(Beginning of Information supplied)

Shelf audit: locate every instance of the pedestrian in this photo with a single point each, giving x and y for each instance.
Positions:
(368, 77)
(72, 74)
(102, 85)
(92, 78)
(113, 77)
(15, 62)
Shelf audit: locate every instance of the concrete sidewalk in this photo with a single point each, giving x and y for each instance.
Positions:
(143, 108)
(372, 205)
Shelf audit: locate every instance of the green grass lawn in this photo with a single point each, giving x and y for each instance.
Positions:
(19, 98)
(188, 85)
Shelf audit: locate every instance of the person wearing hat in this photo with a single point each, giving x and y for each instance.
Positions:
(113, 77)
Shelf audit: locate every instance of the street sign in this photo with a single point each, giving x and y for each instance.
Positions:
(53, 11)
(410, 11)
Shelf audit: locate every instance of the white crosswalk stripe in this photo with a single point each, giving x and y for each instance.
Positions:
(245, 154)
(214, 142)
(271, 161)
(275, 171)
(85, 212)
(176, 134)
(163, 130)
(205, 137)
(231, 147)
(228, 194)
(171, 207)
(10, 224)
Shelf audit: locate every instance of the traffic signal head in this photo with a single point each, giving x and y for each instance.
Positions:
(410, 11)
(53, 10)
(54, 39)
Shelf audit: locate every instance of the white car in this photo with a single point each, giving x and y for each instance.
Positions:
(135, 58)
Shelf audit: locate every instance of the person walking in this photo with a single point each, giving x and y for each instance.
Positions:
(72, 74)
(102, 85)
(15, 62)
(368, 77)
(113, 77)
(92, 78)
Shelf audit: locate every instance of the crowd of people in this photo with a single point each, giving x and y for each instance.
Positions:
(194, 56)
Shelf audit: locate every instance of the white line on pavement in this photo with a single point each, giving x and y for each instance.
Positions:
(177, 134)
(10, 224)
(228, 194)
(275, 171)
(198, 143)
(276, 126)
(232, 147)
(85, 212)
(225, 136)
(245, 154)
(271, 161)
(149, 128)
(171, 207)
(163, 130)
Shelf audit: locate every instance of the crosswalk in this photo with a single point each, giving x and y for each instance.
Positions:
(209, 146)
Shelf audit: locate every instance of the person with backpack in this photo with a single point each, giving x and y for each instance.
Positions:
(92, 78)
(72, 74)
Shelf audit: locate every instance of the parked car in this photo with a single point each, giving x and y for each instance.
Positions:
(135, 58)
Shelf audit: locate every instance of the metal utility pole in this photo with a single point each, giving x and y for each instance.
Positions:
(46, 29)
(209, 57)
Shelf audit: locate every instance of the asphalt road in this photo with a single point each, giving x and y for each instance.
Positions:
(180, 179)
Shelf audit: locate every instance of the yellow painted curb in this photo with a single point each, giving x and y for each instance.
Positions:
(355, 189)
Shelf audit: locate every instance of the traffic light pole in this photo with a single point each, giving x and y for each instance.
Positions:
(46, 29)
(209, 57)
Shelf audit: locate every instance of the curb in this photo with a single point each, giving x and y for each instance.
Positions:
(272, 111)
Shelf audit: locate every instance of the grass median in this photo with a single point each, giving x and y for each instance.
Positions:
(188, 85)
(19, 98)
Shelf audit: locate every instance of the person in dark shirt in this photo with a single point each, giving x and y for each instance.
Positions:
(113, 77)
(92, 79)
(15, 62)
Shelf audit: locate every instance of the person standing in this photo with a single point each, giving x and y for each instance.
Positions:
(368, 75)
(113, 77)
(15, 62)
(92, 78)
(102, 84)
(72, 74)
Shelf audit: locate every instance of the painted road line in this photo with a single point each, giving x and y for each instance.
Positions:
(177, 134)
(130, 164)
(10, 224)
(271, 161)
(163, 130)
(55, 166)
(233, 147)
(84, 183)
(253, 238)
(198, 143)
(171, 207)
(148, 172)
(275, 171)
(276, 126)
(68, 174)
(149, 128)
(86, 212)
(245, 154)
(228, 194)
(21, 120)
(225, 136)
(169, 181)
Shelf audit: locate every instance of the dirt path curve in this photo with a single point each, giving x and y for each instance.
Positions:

(End of Information supplied)

What you will do:
Copy the listing exactly as it stands.

Response area:
Shelf audit: locate every instance of the pedestrian in this photo with a single point each, giving x and y for each instance.
Positions:
(368, 77)
(72, 74)
(102, 85)
(92, 78)
(113, 77)
(15, 62)
Shelf audit: locate every instance of the concrete sidewalk in this photo with a single point each, giving x and y for each instance.
Positions:
(143, 108)
(372, 205)
Shelf audit: locate every instance of the green grass lawn in this photo with a single point each, giving x and y for each instance.
Positions:
(19, 98)
(188, 85)
Shelf audit: locate every instance of the person wearing hat in this photo with a single point each, giving x and y for each instance.
Positions:
(113, 77)
Shelf audit: locate every instance of the street sign in this photo with a single point each, giving x and y for each instance.
Positions:
(53, 11)
(410, 11)
Shelf audit: locate every instance of the white crosswalk stripe in this photo with a single point each, giving x and y for each instance.
Positions:
(245, 154)
(214, 142)
(271, 161)
(275, 171)
(85, 212)
(176, 134)
(163, 130)
(205, 137)
(231, 147)
(228, 194)
(171, 207)
(10, 224)
Shelf audit: locate every instance of the traffic signal head in this photo with a single point each, giving x and y for each instance.
Positions:
(410, 11)
(53, 10)
(54, 39)
Shelf audit: locate every instance of the white car in this photo with a single point each, giving x and y for each instance.
Positions:
(135, 58)
Shelf audit: locate every instance of the person walking in this photo with a single point each, giving x and y for each instance.
Positions:
(72, 74)
(102, 85)
(15, 62)
(368, 77)
(113, 77)
(92, 78)
Shelf audit: locate every instance of the crowd of people in this photo with a single point each, giving x and y for each instance.
Positions:
(194, 56)
Shelf audit: locate every instance of the white line on pavement in this photo with a single point each, giving x and y for each instance.
Positions:
(177, 134)
(10, 224)
(228, 194)
(275, 171)
(198, 143)
(276, 126)
(232, 147)
(85, 212)
(225, 136)
(245, 154)
(271, 161)
(149, 128)
(171, 207)
(163, 130)
Shelf audit: locate every instance of the crosswalk in this photo with a single point each, giving x and y for each instance.
Positions:
(209, 146)
Shelf audit: locate every instance of the person with backpack in this photo with a single point each, giving x and y for each instance.
Positions:
(92, 78)
(72, 74)
Shelf audit: locate every instance of the parked car in this photo with a single point each, giving x and y for each instance.
Positions:
(135, 58)
Shelf audit: locate every instance of the metal utility pole in this photo with a single point each, giving x and y for each instance.
Positions:
(46, 29)
(209, 57)
Shelf audit: locate every instance of the asphalt road in this photo with a single point each, giving x and y for each instance.
Positions:
(180, 179)
Shelf audit: locate every instance of the yellow painted curb in this photo with a single point each, giving x and y for each instance.
Positions:
(355, 189)
Shelf audit: locate every instance of the traffic light pole in this photo with a single point each, giving x and y for each instance.
Positions:
(46, 29)
(209, 57)
Shelf audit: locate every instance of the curb in this photo with a single point each, giving x and y for each instance.
Positions:
(272, 111)
Shelf audit: locate every instance of the grass median in this photo with a single point each, giving x and y for each instance.
Positions:
(188, 85)
(19, 98)
Shelf audit: locate every instance of the person in dark shirt in this photo with a single point each, giving x and y for each instance.
Positions:
(113, 77)
(92, 79)
(15, 62)
Shelf audit: locate every instance of the person standing in this photo with a single point each, giving x and y for each instance.
Positions:
(368, 75)
(113, 77)
(15, 62)
(92, 78)
(102, 84)
(72, 74)
Shelf audit: locate every instance of the painted road line in this photo with a single point each, giving x and y for each instance.
Positions:
(177, 134)
(130, 164)
(10, 224)
(271, 161)
(163, 130)
(55, 166)
(233, 147)
(84, 183)
(253, 238)
(198, 143)
(171, 207)
(148, 172)
(275, 171)
(276, 126)
(68, 174)
(149, 128)
(86, 212)
(245, 154)
(228, 194)
(21, 120)
(225, 136)
(169, 181)
Shelf audit: locate every instance of the dirt path curve in this photo with a single point each, giving x and y for each instance.
Positions:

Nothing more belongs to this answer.